# [Exercise task]
Copy the listing from its first line through the line that contains "[[[0,41],[0,65],[12,64],[12,43]]]", keeping both ends and every line word for word. Leave the pictures out of your answer.

## start Material shown

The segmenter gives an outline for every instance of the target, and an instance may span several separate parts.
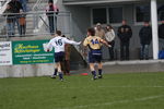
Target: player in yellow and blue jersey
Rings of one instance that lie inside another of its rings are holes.
[[[94,68],[94,63],[98,63],[98,78],[102,78],[102,44],[106,45],[109,47],[109,45],[102,39],[98,36],[95,36],[95,29],[94,28],[89,28],[87,29],[87,37],[84,39],[83,46],[89,47],[89,63],[90,63],[90,70],[93,74],[93,80],[96,80],[96,71]],[[84,51],[86,53],[86,50]]]

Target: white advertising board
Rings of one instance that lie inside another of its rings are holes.
[[[0,41],[0,65],[12,64],[12,43]]]

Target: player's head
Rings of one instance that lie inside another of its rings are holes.
[[[48,1],[48,4],[49,4],[49,5],[52,5],[52,1],[51,1],[51,0],[49,0],[49,1]]]
[[[150,26],[149,21],[144,21],[144,26]]]
[[[101,23],[97,23],[97,24],[96,24],[96,28],[97,28],[97,29],[102,29],[102,24],[101,24]]]
[[[89,36],[95,36],[95,29],[94,28],[89,28],[87,29],[87,35]]]
[[[121,24],[127,25],[127,20],[122,20]]]
[[[56,36],[61,36],[61,31],[57,31]]]

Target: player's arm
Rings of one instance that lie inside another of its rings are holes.
[[[50,40],[47,45],[47,52],[49,52],[50,51],[49,49],[52,47],[51,43],[52,43],[52,40]]]
[[[110,47],[110,45],[109,45],[106,40],[99,39],[99,41],[101,41],[102,44],[104,44],[105,46]]]
[[[87,46],[89,46],[89,40],[85,38],[83,41],[83,55],[87,56]]]
[[[75,46],[81,44],[81,41],[77,43],[77,41],[73,41],[73,40],[69,40],[67,38],[65,38],[65,43],[70,44],[70,45],[75,45]]]

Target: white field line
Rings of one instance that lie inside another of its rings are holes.
[[[96,104],[96,105],[81,105],[81,106],[74,106],[70,108],[58,108],[58,109],[81,109],[81,108],[89,108],[89,107],[98,107],[98,106],[110,106],[115,104],[128,104],[133,101],[145,101],[145,100],[152,100],[162,98],[164,95],[157,95],[157,96],[149,96],[149,97],[142,97],[142,98],[134,98],[129,100],[118,100],[118,101],[112,101],[112,102],[103,102],[103,104]]]
[[[89,88],[89,87],[62,87],[68,89]],[[164,88],[164,86],[97,86],[94,88]]]

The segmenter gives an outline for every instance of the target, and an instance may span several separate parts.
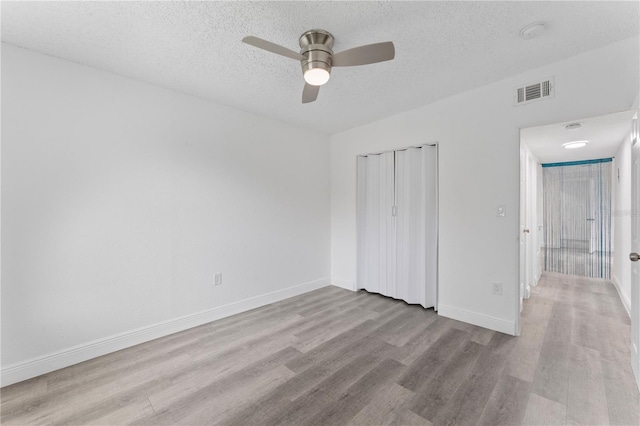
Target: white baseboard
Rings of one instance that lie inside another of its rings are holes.
[[[2,368],[0,383],[2,386],[7,386],[21,382],[111,352],[326,287],[330,284],[331,280],[329,278],[321,278],[11,364]]]
[[[516,325],[513,321],[506,321],[501,318],[467,311],[465,309],[445,305],[444,303],[438,304],[438,315],[477,325],[479,327],[488,328],[490,330],[499,331],[501,333],[510,334],[512,336],[516,335]]]
[[[347,290],[351,291],[355,291],[356,289],[356,284],[353,281],[347,280],[345,278],[331,277],[331,284],[335,285],[336,287],[346,288]]]
[[[613,286],[616,290],[618,290],[618,295],[620,296],[620,300],[622,301],[624,308],[627,310],[627,315],[631,318],[631,299],[622,291],[622,284],[620,283],[620,280],[618,280],[618,277],[614,275],[611,281],[613,282]]]

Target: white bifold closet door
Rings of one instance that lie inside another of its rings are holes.
[[[358,157],[357,288],[436,307],[437,148]]]

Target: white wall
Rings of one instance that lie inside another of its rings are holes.
[[[325,135],[3,44],[3,384],[327,285],[329,190]]]
[[[631,129],[631,123],[629,123]],[[620,176],[618,179],[618,175]],[[631,308],[631,132],[613,160],[613,282],[627,312]]]
[[[514,333],[519,128],[628,109],[638,38],[621,41],[331,137],[331,275],[356,274],[356,156],[439,142],[440,314]],[[514,89],[555,76],[555,98],[514,107]],[[379,100],[383,102],[384,100]],[[499,204],[507,217],[496,217]],[[491,282],[504,284],[502,296]]]

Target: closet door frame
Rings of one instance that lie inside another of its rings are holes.
[[[440,218],[440,147],[439,147],[439,143],[438,142],[431,142],[431,143],[424,143],[424,144],[420,144],[420,145],[406,145],[403,146],[401,148],[393,148],[393,149],[388,149],[388,150],[384,150],[384,151],[374,151],[374,152],[370,152],[370,153],[365,153],[365,154],[358,154],[355,158],[355,163],[356,163],[356,217],[355,217],[355,222],[356,222],[356,278],[354,281],[354,291],[358,291],[361,288],[359,288],[359,280],[360,280],[360,263],[359,263],[359,259],[360,259],[360,253],[358,253],[358,247],[360,245],[360,223],[358,221],[359,218],[359,214],[361,211],[361,207],[360,207],[360,197],[358,194],[358,188],[360,188],[360,172],[358,171],[358,161],[361,157],[367,157],[370,155],[380,155],[380,154],[384,154],[384,153],[388,153],[388,152],[397,152],[397,151],[405,151],[409,148],[423,148],[423,147],[435,147],[436,150],[436,161],[435,161],[435,185],[436,185],[436,252],[435,252],[435,261],[436,261],[436,288],[435,288],[435,301],[434,301],[434,306],[433,309],[435,311],[438,311],[438,301],[440,299],[440,272],[439,272],[439,266],[440,266],[440,256],[439,256],[439,250],[440,250],[440,222],[439,222],[439,218]],[[394,164],[395,164],[395,158],[394,158]],[[394,179],[396,179],[396,173],[394,171]],[[395,185],[395,183],[394,183]],[[397,202],[397,194],[394,194],[394,200]],[[395,244],[394,244],[395,245]],[[395,247],[394,247],[394,255],[396,253]]]

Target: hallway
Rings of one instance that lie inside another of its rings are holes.
[[[531,292],[521,336],[531,350],[521,356],[536,367],[524,423],[640,424],[630,320],[613,285],[545,272]]]

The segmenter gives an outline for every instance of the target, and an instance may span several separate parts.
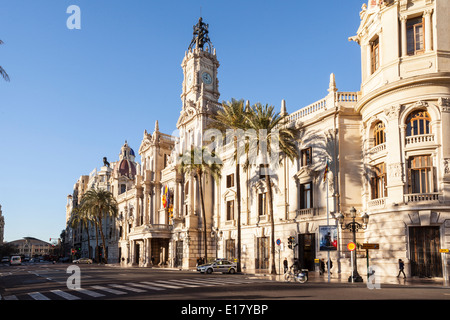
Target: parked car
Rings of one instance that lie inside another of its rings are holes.
[[[11,266],[21,265],[22,264],[22,259],[20,258],[20,256],[12,256],[11,260],[9,260],[9,264]]]
[[[222,272],[222,273],[235,273],[236,263],[230,262],[225,259],[217,259],[212,263],[202,264],[197,266],[197,271],[201,273],[212,273],[212,272]]]
[[[92,259],[89,258],[80,258],[77,260],[73,260],[73,263],[87,263],[87,264],[91,264],[92,263]]]

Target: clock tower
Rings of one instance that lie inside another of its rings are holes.
[[[186,136],[187,143],[197,146],[201,145],[199,138],[206,129],[208,115],[217,109],[220,97],[217,79],[219,61],[209,39],[208,28],[209,25],[200,17],[194,26],[194,37],[181,63],[184,74],[181,94],[183,107],[177,128],[181,138],[183,133],[186,133],[190,135]]]

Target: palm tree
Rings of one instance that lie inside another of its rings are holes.
[[[3,41],[2,41],[2,40],[0,40],[0,44],[3,44]],[[5,81],[9,81],[9,76],[8,76],[8,74],[6,73],[5,69],[3,69],[1,66],[0,66],[0,75],[2,76],[2,78],[3,78]]]
[[[241,272],[241,178],[240,178],[240,148],[238,131],[248,128],[247,111],[244,100],[232,99],[231,102],[222,103],[222,109],[215,114],[210,124],[211,127],[219,129],[222,133],[232,130],[234,142],[234,161],[236,165],[236,203],[237,203],[237,272]]]
[[[206,148],[191,148],[184,154],[181,154],[178,161],[178,171],[182,174],[194,175],[197,180],[200,191],[200,201],[203,217],[203,237],[204,237],[204,250],[205,250],[205,262],[208,260],[208,244],[207,244],[207,230],[206,230],[206,213],[205,203],[203,201],[203,178],[208,175],[212,176],[216,183],[220,181],[221,177],[221,163],[213,161],[214,152],[209,153]]]
[[[111,192],[101,189],[88,190],[81,199],[82,210],[89,213],[96,220],[100,235],[105,263],[108,263],[108,252],[106,251],[105,235],[103,234],[103,218],[108,216],[117,217],[117,202]]]
[[[256,141],[252,141],[256,145],[256,152],[261,154],[263,164],[269,164],[268,159],[275,156],[272,154],[269,146],[271,143],[278,143],[279,161],[283,157],[288,157],[291,161],[298,158],[296,149],[297,131],[285,125],[286,114],[276,113],[273,106],[262,105],[260,103],[252,106],[252,112],[248,113],[246,118],[248,125],[255,131]],[[275,223],[273,213],[273,193],[272,183],[269,174],[269,166],[264,165],[264,177],[267,188],[267,200],[269,202],[269,217],[271,223],[271,273],[276,274],[275,267]]]
[[[86,228],[87,236],[88,236],[88,258],[91,257],[91,241],[89,236],[89,222],[91,221],[91,217],[89,213],[84,211],[82,207],[73,208],[72,214],[70,216],[69,224],[72,228],[77,228],[79,225]]]

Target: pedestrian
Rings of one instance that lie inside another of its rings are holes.
[[[400,273],[403,273],[403,279],[406,279],[406,274],[404,271],[405,263],[402,261],[402,259],[398,259],[398,275],[397,278],[400,277]]]
[[[324,259],[320,259],[319,273],[320,273],[320,275],[325,273],[325,262],[324,262]]]
[[[329,266],[328,271],[330,271],[330,274],[333,274],[333,273],[331,272],[331,268],[333,268],[333,261],[330,259],[330,260],[328,260],[328,263],[329,263],[329,265],[327,264],[327,268],[328,268],[328,266]]]
[[[284,258],[283,266],[284,266],[284,273],[286,273],[287,270],[288,270],[288,262],[287,262],[287,258]]]

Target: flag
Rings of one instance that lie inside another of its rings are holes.
[[[323,182],[325,182],[325,180],[327,180],[327,173],[328,173],[328,159],[327,159],[327,164],[325,166],[325,170],[323,172]]]
[[[167,202],[168,202],[168,188],[167,186],[164,187],[164,192],[163,192],[163,196],[162,196],[162,202],[163,202],[163,207],[167,208]]]

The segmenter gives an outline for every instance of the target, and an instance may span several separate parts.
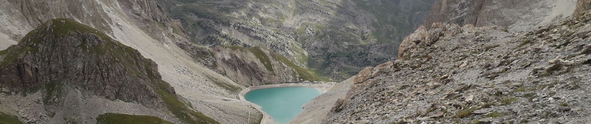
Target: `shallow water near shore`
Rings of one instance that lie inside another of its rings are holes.
[[[261,107],[273,118],[274,123],[286,123],[302,112],[302,106],[320,95],[317,88],[288,86],[258,89],[246,93],[244,98]]]

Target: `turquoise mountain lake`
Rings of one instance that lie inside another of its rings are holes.
[[[287,123],[301,112],[304,104],[320,95],[315,88],[288,86],[252,90],[244,99],[261,106],[275,123]]]

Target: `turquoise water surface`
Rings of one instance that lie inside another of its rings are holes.
[[[273,118],[275,123],[286,123],[302,111],[302,106],[320,95],[318,89],[288,86],[255,89],[244,98],[262,108]]]

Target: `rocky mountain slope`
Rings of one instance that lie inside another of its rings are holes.
[[[207,65],[196,61],[191,55],[200,52],[200,47],[189,42],[177,21],[171,19],[154,1],[95,0],[72,1],[0,1],[0,45],[2,49],[15,45],[26,33],[52,18],[73,19],[95,28],[107,36],[137,49],[145,58],[158,65],[162,80],[170,83],[176,93],[186,99],[193,109],[203,113],[222,123],[258,123],[262,114],[246,102],[236,99],[236,89],[243,86],[223,76]],[[232,91],[232,89],[234,89]],[[14,96],[2,94],[3,96]],[[3,97],[0,97],[3,98]],[[22,103],[34,101],[21,98]],[[142,105],[124,102],[92,99],[125,109],[115,113],[149,115],[175,122],[171,117],[150,111]],[[6,101],[6,100],[5,100]],[[5,102],[3,102],[5,103]],[[11,112],[20,110],[43,110],[43,108],[19,107],[7,108]],[[107,112],[105,108],[89,106],[89,111],[97,114]],[[144,109],[140,109],[144,108]],[[12,115],[18,112],[9,112]],[[24,117],[17,116],[19,119]]]
[[[589,123],[589,20],[587,11],[522,33],[420,29],[398,60],[360,72],[324,123]]]
[[[0,51],[0,58],[2,92],[41,96],[33,99],[35,104],[27,105],[44,109],[19,113],[27,122],[93,123],[99,115],[82,110],[91,107],[86,104],[101,103],[86,102],[98,97],[137,103],[160,115],[176,116],[169,119],[175,122],[218,123],[181,101],[184,98],[176,95],[174,88],[161,80],[154,62],[73,20],[54,19],[43,23],[18,45]]]
[[[433,1],[158,1],[193,42],[267,48],[313,74],[342,81],[389,60]]]
[[[568,17],[577,0],[437,0],[425,22],[427,29],[435,22],[497,26],[511,31],[534,29]]]

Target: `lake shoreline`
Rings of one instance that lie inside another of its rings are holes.
[[[254,103],[252,103],[246,100],[244,98],[244,96],[252,90],[259,89],[265,89],[265,88],[279,88],[279,87],[290,87],[290,86],[303,86],[303,87],[311,87],[317,89],[320,92],[320,95],[326,92],[326,91],[329,89],[330,87],[335,85],[335,83],[282,83],[282,84],[274,84],[274,85],[265,85],[261,86],[251,86],[246,89],[243,89],[240,91],[238,93],[238,97],[239,100],[248,102],[251,104],[251,106],[258,110],[259,112],[262,113],[263,117],[262,120],[261,120],[261,124],[272,124],[273,123],[273,119],[271,117],[271,115],[265,112],[262,110],[262,108]]]

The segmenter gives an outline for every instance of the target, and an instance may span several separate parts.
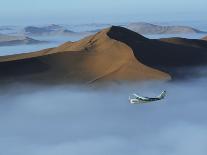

## end Material shown

# [Exercise answer]
The segmenter gives an outline for every instance of the target, and an instance may span several separate parts.
Target: player in yellow and blue jersey
Rings of one instance that lie inside another of its rings are holes.
[[[94,68],[94,63],[98,63],[98,78],[102,78],[102,44],[106,45],[109,47],[109,45],[102,39],[98,36],[95,36],[95,29],[94,28],[89,28],[87,29],[87,37],[84,39],[83,46],[89,47],[89,63],[90,63],[90,70],[93,74],[93,80],[96,80],[96,71]],[[84,51],[86,53],[86,50]]]

Target: white advertising board
Rings of one instance that lie inside another of its rings are holes.
[[[0,41],[0,65],[12,64],[12,43]]]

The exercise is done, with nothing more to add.